[Work task]
Output only the span of lines that begins at the line containing "form (468, 398)." and ends at the last line of the data, both included, exactly as they appear.

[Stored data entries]
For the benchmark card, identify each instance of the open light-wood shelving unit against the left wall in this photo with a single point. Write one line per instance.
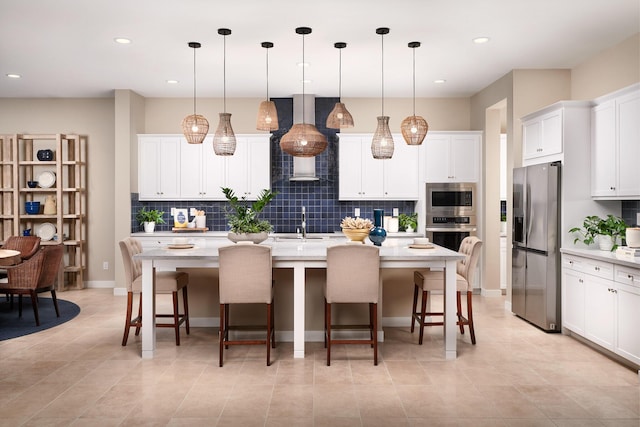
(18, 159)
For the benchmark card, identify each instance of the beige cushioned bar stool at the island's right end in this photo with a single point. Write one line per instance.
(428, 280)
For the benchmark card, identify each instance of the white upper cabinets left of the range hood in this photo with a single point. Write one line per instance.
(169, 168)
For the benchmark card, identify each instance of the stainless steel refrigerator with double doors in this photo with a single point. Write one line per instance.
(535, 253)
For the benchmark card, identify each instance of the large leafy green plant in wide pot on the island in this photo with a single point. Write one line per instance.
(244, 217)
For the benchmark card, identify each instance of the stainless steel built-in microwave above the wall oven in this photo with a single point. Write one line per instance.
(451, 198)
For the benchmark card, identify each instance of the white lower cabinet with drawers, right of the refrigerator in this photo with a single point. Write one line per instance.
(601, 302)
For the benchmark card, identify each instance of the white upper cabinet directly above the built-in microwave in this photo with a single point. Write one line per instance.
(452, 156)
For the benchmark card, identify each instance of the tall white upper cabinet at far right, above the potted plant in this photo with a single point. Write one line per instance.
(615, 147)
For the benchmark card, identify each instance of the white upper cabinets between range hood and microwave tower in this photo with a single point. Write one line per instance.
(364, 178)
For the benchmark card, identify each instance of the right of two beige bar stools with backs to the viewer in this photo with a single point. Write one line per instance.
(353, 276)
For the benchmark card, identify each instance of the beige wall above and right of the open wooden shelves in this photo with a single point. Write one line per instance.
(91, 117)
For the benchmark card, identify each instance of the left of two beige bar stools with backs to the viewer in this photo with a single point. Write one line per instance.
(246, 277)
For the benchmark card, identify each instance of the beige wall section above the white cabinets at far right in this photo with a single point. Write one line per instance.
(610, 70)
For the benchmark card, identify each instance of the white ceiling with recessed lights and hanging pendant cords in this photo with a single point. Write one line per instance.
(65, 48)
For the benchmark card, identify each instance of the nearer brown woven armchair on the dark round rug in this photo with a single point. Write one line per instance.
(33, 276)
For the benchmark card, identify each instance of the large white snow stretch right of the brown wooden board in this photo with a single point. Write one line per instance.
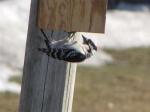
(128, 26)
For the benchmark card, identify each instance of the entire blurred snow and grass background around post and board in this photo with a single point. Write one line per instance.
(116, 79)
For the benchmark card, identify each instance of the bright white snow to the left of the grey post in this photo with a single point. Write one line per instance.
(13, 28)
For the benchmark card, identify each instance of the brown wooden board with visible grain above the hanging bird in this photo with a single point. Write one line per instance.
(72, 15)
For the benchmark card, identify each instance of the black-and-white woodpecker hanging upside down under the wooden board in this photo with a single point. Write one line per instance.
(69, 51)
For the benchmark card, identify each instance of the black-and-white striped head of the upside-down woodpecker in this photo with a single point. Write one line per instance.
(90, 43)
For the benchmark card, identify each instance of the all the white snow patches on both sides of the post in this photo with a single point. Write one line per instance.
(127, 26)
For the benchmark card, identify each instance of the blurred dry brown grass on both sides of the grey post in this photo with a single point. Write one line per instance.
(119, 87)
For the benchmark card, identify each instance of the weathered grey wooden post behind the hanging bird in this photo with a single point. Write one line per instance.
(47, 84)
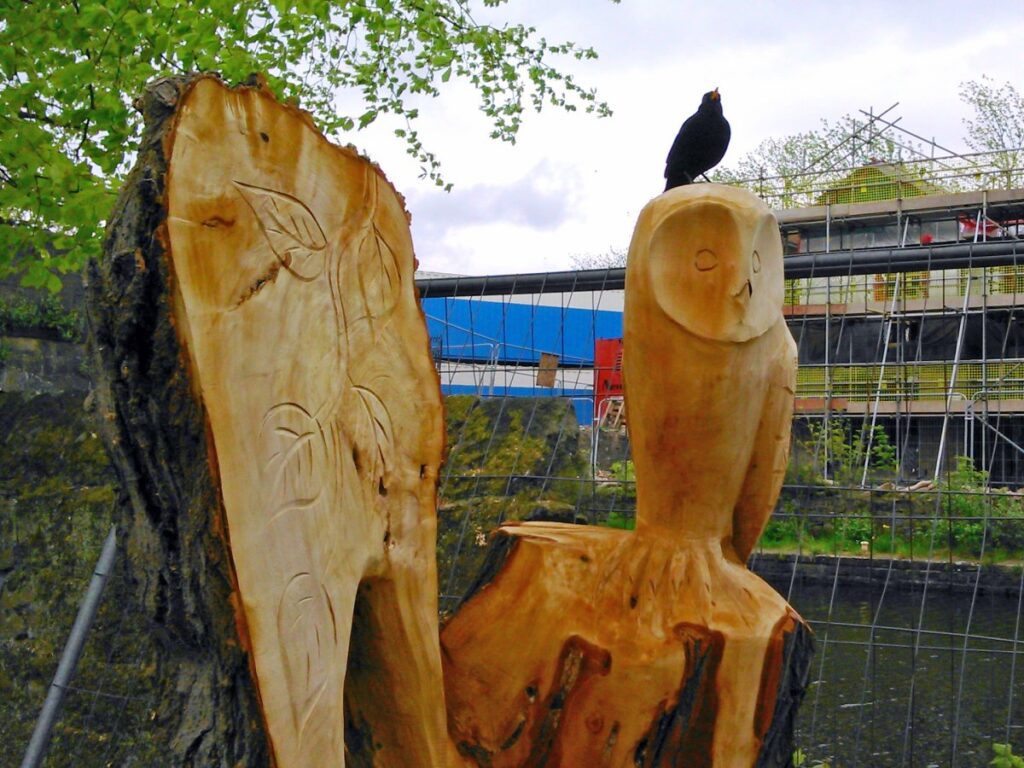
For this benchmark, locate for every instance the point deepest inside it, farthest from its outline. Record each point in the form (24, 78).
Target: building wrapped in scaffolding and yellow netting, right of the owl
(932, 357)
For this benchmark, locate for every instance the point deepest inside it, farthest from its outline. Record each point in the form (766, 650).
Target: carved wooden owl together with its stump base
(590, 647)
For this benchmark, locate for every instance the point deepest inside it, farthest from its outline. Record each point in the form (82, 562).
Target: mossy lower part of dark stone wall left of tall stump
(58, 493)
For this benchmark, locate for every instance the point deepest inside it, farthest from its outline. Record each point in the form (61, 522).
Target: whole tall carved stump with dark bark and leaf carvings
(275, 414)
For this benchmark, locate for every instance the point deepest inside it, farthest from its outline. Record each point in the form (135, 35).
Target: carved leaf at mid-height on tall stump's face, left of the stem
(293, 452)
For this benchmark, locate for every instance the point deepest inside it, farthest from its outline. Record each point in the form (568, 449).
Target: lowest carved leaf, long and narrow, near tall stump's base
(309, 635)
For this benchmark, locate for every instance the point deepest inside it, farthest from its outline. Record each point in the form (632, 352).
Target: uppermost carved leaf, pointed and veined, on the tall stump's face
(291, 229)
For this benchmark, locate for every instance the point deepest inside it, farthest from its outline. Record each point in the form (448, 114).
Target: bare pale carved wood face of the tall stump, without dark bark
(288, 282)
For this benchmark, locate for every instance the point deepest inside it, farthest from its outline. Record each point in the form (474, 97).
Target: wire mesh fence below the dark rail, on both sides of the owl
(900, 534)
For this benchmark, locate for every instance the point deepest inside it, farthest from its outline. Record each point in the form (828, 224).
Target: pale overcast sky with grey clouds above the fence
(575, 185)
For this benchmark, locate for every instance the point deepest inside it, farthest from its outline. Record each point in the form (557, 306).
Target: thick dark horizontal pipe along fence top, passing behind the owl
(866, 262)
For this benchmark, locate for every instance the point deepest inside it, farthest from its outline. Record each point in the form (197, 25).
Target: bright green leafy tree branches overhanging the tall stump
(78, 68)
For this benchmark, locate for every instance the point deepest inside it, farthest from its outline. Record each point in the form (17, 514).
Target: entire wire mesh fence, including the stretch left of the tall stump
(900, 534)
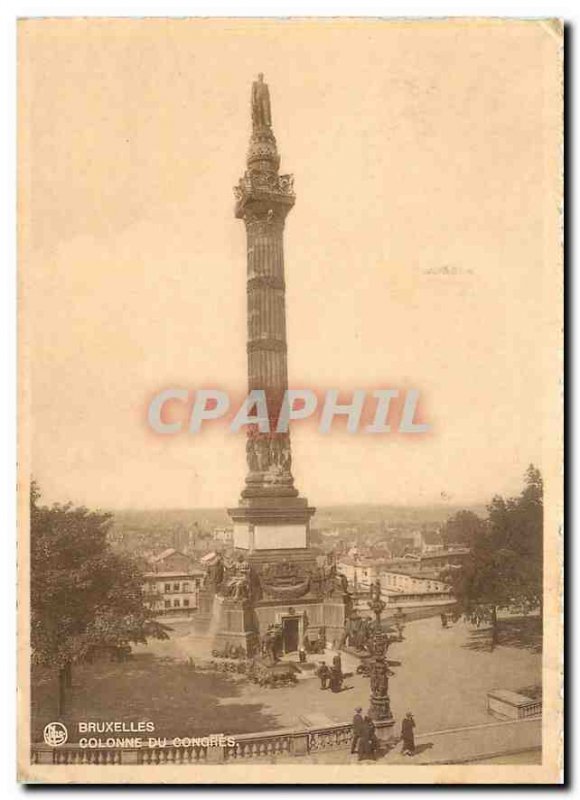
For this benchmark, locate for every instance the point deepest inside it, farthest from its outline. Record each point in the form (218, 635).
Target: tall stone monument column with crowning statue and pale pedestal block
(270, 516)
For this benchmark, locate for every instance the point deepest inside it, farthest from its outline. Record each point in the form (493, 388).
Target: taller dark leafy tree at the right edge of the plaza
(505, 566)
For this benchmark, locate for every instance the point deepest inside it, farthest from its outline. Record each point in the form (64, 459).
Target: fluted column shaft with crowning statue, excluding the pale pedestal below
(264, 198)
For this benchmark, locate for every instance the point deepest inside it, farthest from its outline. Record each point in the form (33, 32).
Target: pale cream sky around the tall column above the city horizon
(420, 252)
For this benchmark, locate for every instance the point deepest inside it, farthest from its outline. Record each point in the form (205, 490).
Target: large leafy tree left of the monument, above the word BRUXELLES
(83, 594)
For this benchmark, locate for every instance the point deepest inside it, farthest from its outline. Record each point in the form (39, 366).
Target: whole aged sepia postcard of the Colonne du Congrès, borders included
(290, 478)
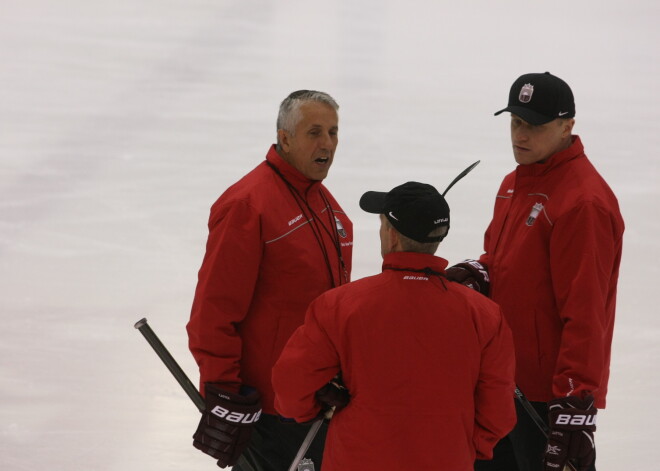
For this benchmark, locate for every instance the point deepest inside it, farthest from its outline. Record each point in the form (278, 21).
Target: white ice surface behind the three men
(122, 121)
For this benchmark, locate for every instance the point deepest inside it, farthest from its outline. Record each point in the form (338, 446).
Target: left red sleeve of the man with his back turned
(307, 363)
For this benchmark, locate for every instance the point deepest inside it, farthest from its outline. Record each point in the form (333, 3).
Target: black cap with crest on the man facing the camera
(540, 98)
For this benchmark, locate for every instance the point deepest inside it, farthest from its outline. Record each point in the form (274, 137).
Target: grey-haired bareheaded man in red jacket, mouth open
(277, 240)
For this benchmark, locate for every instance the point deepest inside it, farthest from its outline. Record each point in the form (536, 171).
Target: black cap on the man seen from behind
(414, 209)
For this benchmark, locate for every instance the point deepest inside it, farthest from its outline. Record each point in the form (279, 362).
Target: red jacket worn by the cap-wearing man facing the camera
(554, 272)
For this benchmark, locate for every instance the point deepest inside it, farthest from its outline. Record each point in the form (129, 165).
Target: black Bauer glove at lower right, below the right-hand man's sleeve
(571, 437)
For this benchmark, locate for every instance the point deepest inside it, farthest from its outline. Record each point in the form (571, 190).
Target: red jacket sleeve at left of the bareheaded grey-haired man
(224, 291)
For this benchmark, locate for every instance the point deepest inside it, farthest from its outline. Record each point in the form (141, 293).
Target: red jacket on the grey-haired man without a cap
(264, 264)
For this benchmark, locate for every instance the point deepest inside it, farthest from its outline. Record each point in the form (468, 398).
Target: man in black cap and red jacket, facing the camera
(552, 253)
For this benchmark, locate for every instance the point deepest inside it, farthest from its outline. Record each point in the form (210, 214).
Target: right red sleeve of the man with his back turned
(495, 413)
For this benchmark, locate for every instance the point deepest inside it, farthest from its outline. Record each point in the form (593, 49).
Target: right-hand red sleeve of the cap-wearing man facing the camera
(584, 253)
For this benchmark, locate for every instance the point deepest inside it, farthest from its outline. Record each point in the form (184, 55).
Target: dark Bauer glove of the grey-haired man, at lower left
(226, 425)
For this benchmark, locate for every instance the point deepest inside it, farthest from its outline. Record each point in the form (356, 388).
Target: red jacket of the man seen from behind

[Exercise response]
For this benchmark, locate for every instance the point deepest inside it, farthest from its outline. Record each point in the form (468, 398).
Target: man in black cap and red jacket, facing the camera
(552, 253)
For this benchmark, locate for every instance the point deepest inside it, farthest from its outline. Record each point in the form (210, 214).
Target: right red sleeve of the man with his back turned
(495, 413)
For this benchmark, locate for every instance the point deepest inside it, farthest from its outline. Record each point in the form (593, 49).
Target: right-hand red sleeve of the cap-wearing man facing the camera
(584, 253)
For this benchmark, locate for every instance the point deepest inside it, farthest from its outline. Record each point in the form (184, 55).
Target: dark Bauer glove of the grey-haired man, at lower left
(226, 425)
For this benchmark, locate for every instance the point deepest inside it, farthest from its outline. Record each point in the form (356, 388).
Target: red jacket of the man seen from behind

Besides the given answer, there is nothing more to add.